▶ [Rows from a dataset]
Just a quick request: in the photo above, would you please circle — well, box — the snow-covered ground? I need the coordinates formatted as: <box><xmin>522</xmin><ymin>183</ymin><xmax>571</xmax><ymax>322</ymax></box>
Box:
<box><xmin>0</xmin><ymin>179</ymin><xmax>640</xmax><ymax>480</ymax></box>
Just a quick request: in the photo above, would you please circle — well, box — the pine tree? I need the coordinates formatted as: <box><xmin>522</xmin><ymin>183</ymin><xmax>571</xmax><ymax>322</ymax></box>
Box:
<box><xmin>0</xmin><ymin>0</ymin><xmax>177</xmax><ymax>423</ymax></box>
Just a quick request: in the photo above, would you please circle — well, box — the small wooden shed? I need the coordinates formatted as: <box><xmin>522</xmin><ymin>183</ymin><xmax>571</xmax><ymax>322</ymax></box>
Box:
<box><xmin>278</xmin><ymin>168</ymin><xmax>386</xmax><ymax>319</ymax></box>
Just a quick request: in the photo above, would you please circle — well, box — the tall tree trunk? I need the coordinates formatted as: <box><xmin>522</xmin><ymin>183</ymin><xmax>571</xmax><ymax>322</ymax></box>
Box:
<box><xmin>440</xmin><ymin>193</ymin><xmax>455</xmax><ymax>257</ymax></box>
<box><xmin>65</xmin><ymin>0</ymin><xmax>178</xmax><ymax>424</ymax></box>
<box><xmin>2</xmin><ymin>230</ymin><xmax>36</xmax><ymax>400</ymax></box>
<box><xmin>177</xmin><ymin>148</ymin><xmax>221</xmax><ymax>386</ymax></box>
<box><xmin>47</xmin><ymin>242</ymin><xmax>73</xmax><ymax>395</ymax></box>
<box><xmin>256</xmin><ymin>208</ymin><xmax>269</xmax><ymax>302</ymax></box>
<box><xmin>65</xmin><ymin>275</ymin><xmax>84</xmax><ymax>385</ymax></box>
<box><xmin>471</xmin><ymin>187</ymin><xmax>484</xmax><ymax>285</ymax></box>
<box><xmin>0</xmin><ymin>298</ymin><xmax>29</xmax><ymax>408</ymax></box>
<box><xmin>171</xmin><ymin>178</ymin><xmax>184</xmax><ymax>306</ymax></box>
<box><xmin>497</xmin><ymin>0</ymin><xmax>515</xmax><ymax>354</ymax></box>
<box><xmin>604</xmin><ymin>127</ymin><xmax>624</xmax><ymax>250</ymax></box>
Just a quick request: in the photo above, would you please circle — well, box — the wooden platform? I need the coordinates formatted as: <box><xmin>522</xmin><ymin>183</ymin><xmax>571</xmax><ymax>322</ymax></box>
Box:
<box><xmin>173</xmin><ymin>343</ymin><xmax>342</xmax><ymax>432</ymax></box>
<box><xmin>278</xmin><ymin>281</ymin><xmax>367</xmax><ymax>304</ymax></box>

▶ [The problem]
Reproduce the lines in the rows above without any change.

▶ [Reply]
Just a quick request: in the photo above, would you please circle — well, box — the snow-covered ground? I need the coordinates formatted as: <box><xmin>522</xmin><ymin>183</ymin><xmax>571</xmax><ymax>322</ymax></box>
Box:
<box><xmin>0</xmin><ymin>179</ymin><xmax>640</xmax><ymax>480</ymax></box>
Just a quick request: in the photo above, would you please circle — well, box — the pine tree? I need the coordinates formatted as: <box><xmin>522</xmin><ymin>183</ymin><xmax>571</xmax><ymax>322</ymax></box>
Box:
<box><xmin>0</xmin><ymin>0</ymin><xmax>177</xmax><ymax>423</ymax></box>
Just a quick request: in the photo above, would you please circle — well, box — the small wooden shed? I need the coordinates formatted as: <box><xmin>522</xmin><ymin>183</ymin><xmax>571</xmax><ymax>322</ymax></box>
Box:
<box><xmin>278</xmin><ymin>168</ymin><xmax>386</xmax><ymax>319</ymax></box>
Just a quick request: in the photo above, would you please circle — well, box — the tall tree trunk? I need the coordinates formatted as: <box><xmin>522</xmin><ymin>183</ymin><xmax>571</xmax><ymax>322</ymax></box>
Box:
<box><xmin>440</xmin><ymin>193</ymin><xmax>455</xmax><ymax>257</ymax></box>
<box><xmin>65</xmin><ymin>0</ymin><xmax>178</xmax><ymax>424</ymax></box>
<box><xmin>2</xmin><ymin>230</ymin><xmax>36</xmax><ymax>400</ymax></box>
<box><xmin>177</xmin><ymin>148</ymin><xmax>221</xmax><ymax>386</ymax></box>
<box><xmin>47</xmin><ymin>242</ymin><xmax>73</xmax><ymax>395</ymax></box>
<box><xmin>256</xmin><ymin>208</ymin><xmax>269</xmax><ymax>302</ymax></box>
<box><xmin>65</xmin><ymin>275</ymin><xmax>84</xmax><ymax>385</ymax></box>
<box><xmin>471</xmin><ymin>187</ymin><xmax>484</xmax><ymax>285</ymax></box>
<box><xmin>0</xmin><ymin>298</ymin><xmax>29</xmax><ymax>408</ymax></box>
<box><xmin>171</xmin><ymin>178</ymin><xmax>184</xmax><ymax>306</ymax></box>
<box><xmin>497</xmin><ymin>0</ymin><xmax>515</xmax><ymax>354</ymax></box>
<box><xmin>604</xmin><ymin>127</ymin><xmax>624</xmax><ymax>250</ymax></box>
Just a quick request: in the photo above, would you please circle — well, box — the wooden platform? I need the coordinates formatted as: <box><xmin>522</xmin><ymin>183</ymin><xmax>571</xmax><ymax>322</ymax></box>
Box:
<box><xmin>173</xmin><ymin>343</ymin><xmax>342</xmax><ymax>432</ymax></box>
<box><xmin>278</xmin><ymin>281</ymin><xmax>367</xmax><ymax>304</ymax></box>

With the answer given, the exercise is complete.